**Work request**.
Give back each line of the listing precisely as written.

**Data excerpts**.
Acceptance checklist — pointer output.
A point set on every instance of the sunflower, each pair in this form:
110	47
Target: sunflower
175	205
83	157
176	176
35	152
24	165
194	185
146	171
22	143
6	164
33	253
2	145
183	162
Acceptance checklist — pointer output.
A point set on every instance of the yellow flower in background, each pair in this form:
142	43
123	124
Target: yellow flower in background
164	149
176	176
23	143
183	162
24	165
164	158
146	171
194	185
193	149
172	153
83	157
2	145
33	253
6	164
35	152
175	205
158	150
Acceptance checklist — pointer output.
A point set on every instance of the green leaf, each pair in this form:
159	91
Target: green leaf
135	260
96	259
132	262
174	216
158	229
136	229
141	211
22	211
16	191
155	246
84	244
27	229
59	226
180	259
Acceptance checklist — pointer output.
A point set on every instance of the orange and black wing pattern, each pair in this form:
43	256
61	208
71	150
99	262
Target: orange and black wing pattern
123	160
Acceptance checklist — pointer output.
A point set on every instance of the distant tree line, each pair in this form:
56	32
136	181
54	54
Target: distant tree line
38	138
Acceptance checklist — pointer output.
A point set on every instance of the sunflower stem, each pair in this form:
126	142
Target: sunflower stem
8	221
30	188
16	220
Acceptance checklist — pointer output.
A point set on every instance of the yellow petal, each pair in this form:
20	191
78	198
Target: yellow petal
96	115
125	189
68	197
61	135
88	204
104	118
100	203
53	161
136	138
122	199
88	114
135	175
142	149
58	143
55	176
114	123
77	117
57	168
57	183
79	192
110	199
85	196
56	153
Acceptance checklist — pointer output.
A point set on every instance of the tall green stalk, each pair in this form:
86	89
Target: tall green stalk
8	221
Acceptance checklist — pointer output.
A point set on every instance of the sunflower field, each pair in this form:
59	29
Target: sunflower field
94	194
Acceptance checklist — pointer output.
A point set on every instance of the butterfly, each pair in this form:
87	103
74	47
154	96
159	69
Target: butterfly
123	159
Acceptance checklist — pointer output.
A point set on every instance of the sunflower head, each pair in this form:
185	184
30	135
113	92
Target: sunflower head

**Response to this task**.
Acceptance checklist — pointer output.
A point set on every instance of the sunflower, each pair in this form:
110	47
Target: sunflower
175	205
83	157
176	176
35	152
24	165
194	185
146	171
22	143
6	164
33	253
2	145
183	162
Acceptance checklist — pointer output.
A point set on every instance of the yellow flower in background, each pair in this form:
142	43
123	124
Target: yellow flower in background
164	149
176	176
23	143
183	162
24	165
164	158
146	171
194	185
193	149
172	153
83	157
2	145
33	253
6	164
35	152
175	205
158	150
Acceptance checklist — pointer output.
A point set on every instance of the green leaf, each pair in this form:
159	91
Target: green leaf
135	260
96	259
132	262
174	216
158	229
136	229
141	211
22	211
16	191
155	246
84	244
27	229
59	226
180	259
Acceptance checklist — pointer output.
A point set on every instance of the orange and black wing pattern, each pair in this form:
43	256
61	208
71	150
99	262
Target: orange and black wing pattern
123	160
Acceptance checklist — pointer output.
A point set on every instance of the distant tree line, each pair in this form:
56	32
136	181
54	54
Target: distant tree line
38	138
Acceptance checklist — pointer output.
A point set on every instance of the sunflower stem, each pair in this form:
126	142
Target: sunflower stem
8	221
30	188
16	220
Acceptance checklist — pointer output.
A point set on every instance of the yellow petal, each pair in this form:
20	191
78	198
Target: yellow petal
96	115
125	189
68	197
61	135
88	204
104	118
100	203
53	161
136	138
122	199
88	114
135	175
142	149
58	143
55	176
114	123
77	117
57	168
57	183
79	192
110	199
85	196
56	153
Acceptance checklist — pointer output.
A point set on every instance of the tall green stalk, each pair in this form:
86	89
Target: tall green stalk
8	221
Acceptance checklist — pointer output.
A point set on every instance of the sunflower field, each pair in this form:
59	29
Target: sunflower field
94	194
Acceptance checklist — pointer output.
A point set on every instance of the butterfly, each pair in this form:
87	103
74	47
154	96
159	69
Target: butterfly
123	159
Acceptance checklist — pointer output.
A point set on every instance of the sunflower head, each pair in this form:
185	184
30	135
113	92
Target: sunflower head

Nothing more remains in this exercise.